本文によると、顧客から得た形容詞対の得点を得点プロフィルと比較するとき、どの手法が用いられますか。
------ 本文 ------
この点、本願発明に係る前記請求項1の記載には、グループを区別するために使用できる形容詞対と、使用できない形容詞対を選別するところの記載は存在しないことから、本願発明には、前記【0013】?【0017】において行われた形容詞対の選別を行なうことを要件として含まないものと解することが妥当である。

次に、段落【0018】?【0020】では、顧客を対象として、希望するデザインイメージを前記段落【0014】に示された形容詞対について、得点+3?-3を示してもらい、これにより得られた形容詞対の得点を、前記段落【0017】の得点プロフィルと最小二乗法を用いて比較して、最も類似するものを決定し、これを顧客の要望するグループ(デザインカテゴリー)とすることが記載されている。
この点、本願発明に係る前記請求項1の記載には、顧客の希望するデザインイメージについての記載として、
「顧客の希望するデザインイメージについての、上記複数の形容詞対の得点を得ること、
顧客の希望するデザインイメージについての上記複数の形容詞対の得点に最も類似する、各形容詞の対の得点の平均値を有するグループを決定すること」
なる記載があり、これらの具体的内容が、前記段落【0018】?【0021】に係る実施内容に概ね相当すると解される。

次に、段落【0022】?【0025】では、各デザインカテゴリーを代表する配色案(部位別)を予め数案づつ用意しておくこと、それらの案を顧客に提示すること、そして、顧客は、提示された案の中で自分に合った配色案を選定することが記載されている。
この点、本願発明に係る前記請求項1の記載には、
「グループを代表する配色案を作成すること」及び
「決定されたグループを代表する配色案を、顧客に提示すること」なる記載があり、これらの具体的内容が、前記段落【0022】?【0025】に係る実施内容に概ね相当すると解される。

次に、段落【0026】には、グループに割り当てた名称が、これに限定されるものではないものの、各グループのデザインイメージを代表する専門用語により命名されていること、例えば、「ナチュラル」と言えば、専門家からみてどのような色を配色すればナチュナル(「ナチュラル」の誤記と認める。)なイメージとなるかがほぼ決まることと記載されている。
そして、段落【0027】には、このようにして用意された各デザインカテゴリーを代表する配色案(部位別)は、顧客の希望する配色と良好な割合で合致することが記載されている。

なお、段落【0028】?【0039】には、段落【0028】に記載されるように、前記段落【0022】?【0027】により用意されたデザインカテゴリーを代表する配色案と、顧客の希望する配色とが、前記段落【0007】?【0017】で選別された形容詞対を用いて、同段落【0018】?【0021】に示される方法を検証したところ、良好な割合で合致することが確認できたと記載されている。
------ 保存データ ------
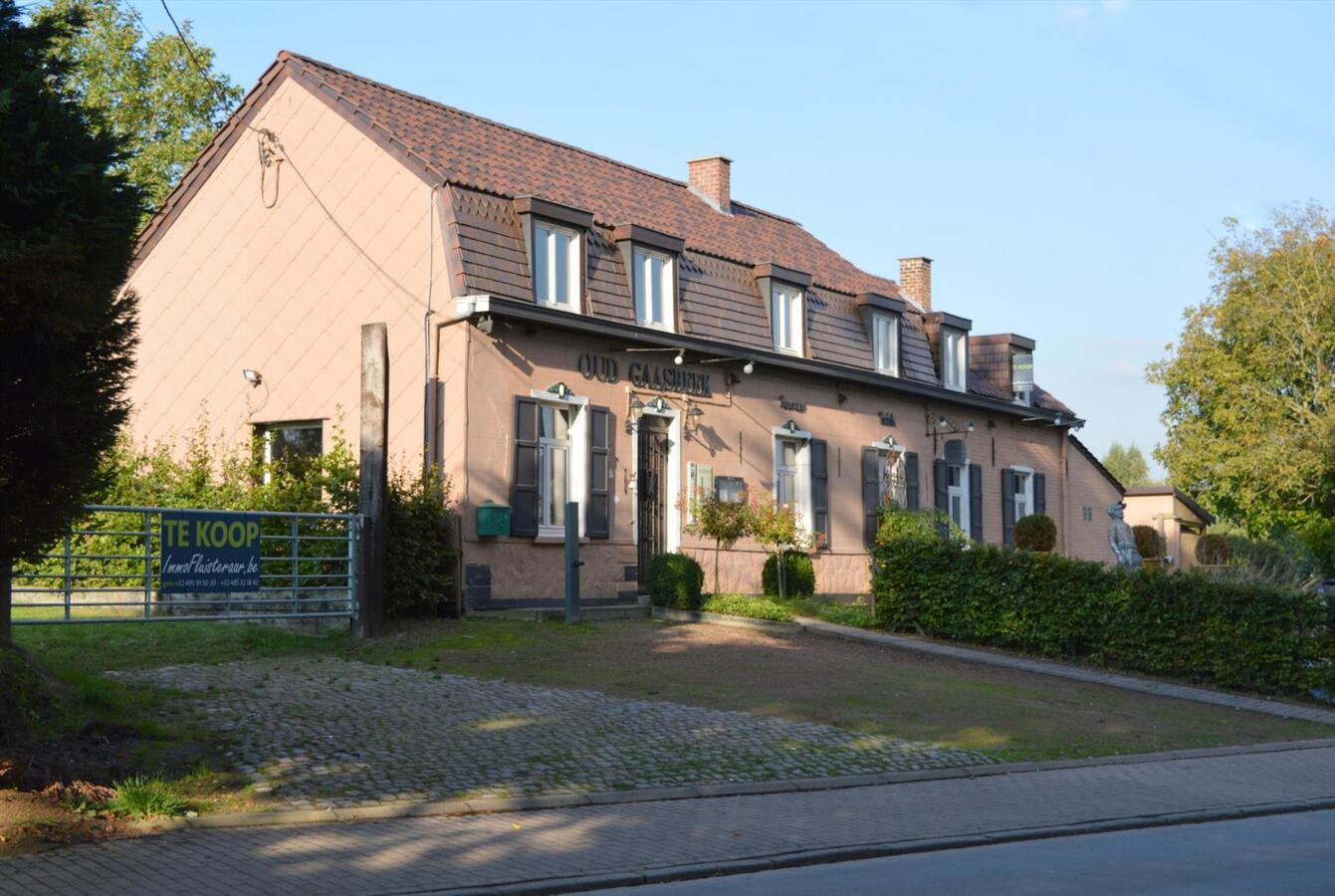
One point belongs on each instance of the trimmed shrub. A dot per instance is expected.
(798, 574)
(1148, 543)
(676, 581)
(748, 606)
(1036, 532)
(1203, 628)
(1213, 551)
------
**問題の解答:** 最小二乗法が用いられます。